WHAT TO PRODUCE:
Transcribe each of the entries exactly.

....

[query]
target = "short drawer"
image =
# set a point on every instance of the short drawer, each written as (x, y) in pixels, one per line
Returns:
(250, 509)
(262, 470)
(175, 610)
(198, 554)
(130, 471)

....

ANSWER TO THE PROBLEM:
[query]
target = "short drawer"
image =
# set a point on every instance of the short drawer, each written as (x, y) in pixels, one per line
Returns:
(250, 509)
(262, 470)
(175, 610)
(198, 554)
(130, 471)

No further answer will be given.